» Listing:
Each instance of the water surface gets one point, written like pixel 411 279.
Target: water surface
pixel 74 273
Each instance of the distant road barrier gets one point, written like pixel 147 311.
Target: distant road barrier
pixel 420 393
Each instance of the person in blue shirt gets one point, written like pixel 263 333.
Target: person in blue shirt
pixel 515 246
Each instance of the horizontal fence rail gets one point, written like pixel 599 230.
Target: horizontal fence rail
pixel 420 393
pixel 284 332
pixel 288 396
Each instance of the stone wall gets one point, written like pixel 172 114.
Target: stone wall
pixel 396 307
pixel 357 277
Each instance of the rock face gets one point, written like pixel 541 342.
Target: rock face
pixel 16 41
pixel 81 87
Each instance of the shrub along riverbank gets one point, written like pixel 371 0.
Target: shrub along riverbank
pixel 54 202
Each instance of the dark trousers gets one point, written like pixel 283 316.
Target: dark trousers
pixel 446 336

» Set problem:
Repeat, word for word, every line from the line that contains "Each instance of the distant" to the end of the entries; include both of those lines and no others.

» Task output:
Each instance of the distant road barrier gets one point, written like pixel 147 311.
Target: distant road barrier
pixel 420 393
Each instance of the person in blue shirt gets one point, written like pixel 263 333.
Target: person in blue shirt
pixel 515 246
Each instance of the horizontal fence rail gets one point, written like pixel 599 230.
Target: horizontal fence rail
pixel 420 393
pixel 284 332
pixel 288 396
Each instance of the stone wall gets one point, written like pixel 172 114.
Target: stone wall
pixel 396 307
pixel 357 277
Each instance of the rock face gets one point, written like pixel 541 342.
Target: rock face
pixel 16 41
pixel 81 87
Each instance of the shrub along riverbank gets one point, written like pixel 371 0.
Target: shrub along riverbank
pixel 54 202
Each instance of the dark trousers gets one point, written like pixel 283 316.
Target: dark trousers
pixel 446 336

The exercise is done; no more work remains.